» **To do**:
Rewrite the stretch of the records below, from their start through the line containing "left=513, top=257, right=544, bottom=273", changing "front grille" to "radiator grille" and leaving everything else as it stands.

» **Provided material**:
* begin *

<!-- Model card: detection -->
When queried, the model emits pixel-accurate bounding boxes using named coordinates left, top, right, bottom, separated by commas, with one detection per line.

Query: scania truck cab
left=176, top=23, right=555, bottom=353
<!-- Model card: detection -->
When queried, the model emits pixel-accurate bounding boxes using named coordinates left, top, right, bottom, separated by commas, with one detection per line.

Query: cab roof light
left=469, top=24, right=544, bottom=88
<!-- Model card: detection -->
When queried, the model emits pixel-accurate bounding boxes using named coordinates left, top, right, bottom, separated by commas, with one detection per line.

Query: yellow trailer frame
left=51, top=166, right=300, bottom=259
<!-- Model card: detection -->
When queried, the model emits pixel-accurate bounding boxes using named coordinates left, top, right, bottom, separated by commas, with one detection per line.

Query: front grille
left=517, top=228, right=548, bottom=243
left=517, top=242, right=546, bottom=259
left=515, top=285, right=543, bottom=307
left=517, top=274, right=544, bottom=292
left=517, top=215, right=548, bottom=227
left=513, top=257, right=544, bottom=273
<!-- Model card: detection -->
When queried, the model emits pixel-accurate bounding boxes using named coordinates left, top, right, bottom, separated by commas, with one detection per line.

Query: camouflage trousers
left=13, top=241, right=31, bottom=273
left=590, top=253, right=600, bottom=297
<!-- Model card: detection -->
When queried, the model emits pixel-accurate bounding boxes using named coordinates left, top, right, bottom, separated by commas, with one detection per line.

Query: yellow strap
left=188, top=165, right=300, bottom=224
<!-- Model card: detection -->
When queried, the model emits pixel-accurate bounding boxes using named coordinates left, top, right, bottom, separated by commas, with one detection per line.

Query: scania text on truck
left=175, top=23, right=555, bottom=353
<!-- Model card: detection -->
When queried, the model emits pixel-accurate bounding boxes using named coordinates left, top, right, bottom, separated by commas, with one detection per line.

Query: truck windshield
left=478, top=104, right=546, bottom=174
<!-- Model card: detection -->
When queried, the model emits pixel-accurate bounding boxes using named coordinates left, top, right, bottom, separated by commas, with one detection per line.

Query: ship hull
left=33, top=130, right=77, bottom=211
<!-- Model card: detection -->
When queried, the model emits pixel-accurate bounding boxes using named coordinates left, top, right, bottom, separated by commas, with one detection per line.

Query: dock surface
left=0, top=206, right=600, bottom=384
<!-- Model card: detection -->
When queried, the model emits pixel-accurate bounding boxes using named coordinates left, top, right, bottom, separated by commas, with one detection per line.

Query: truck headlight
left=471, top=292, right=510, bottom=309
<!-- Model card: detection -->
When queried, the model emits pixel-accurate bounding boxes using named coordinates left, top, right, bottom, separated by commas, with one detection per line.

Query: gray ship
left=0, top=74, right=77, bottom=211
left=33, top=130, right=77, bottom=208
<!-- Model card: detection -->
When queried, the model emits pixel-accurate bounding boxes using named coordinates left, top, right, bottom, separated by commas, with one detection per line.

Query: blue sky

* end *

» **Result of the exercise**:
<!-- Model card: detection -->
When queried, the model emits pixel-accurate bounding boxes using named coordinates left, top, right, bottom, separated by commas, with one detection per line.

Query: scania truck cab
left=176, top=23, right=555, bottom=353
<!-- Model card: detection -->
When queried, the model emits pixel-accurate bounding boxes using named coordinates left, top, right, bottom, separated by commas, with one detection per line.

Query: cab roof light
left=469, top=24, right=544, bottom=88
<!-- Model card: detection -->
When queried, the model emits pixel-accurate bounding boxes using named coordinates left, top, right, bottom, separated by commas, with one detection per line.

Query: yellow trailer frame
left=51, top=166, right=300, bottom=259
<!-- Model card: detection -->
When queried, the model emits pixel-accurate bounding boxes using named coordinates left, top, right, bottom, separated by commas, with one detection per line.

Query: radiator grille
left=517, top=228, right=548, bottom=243
left=517, top=242, right=546, bottom=259
left=515, top=285, right=543, bottom=307
left=517, top=274, right=544, bottom=292
left=517, top=215, right=548, bottom=227
left=513, top=257, right=544, bottom=273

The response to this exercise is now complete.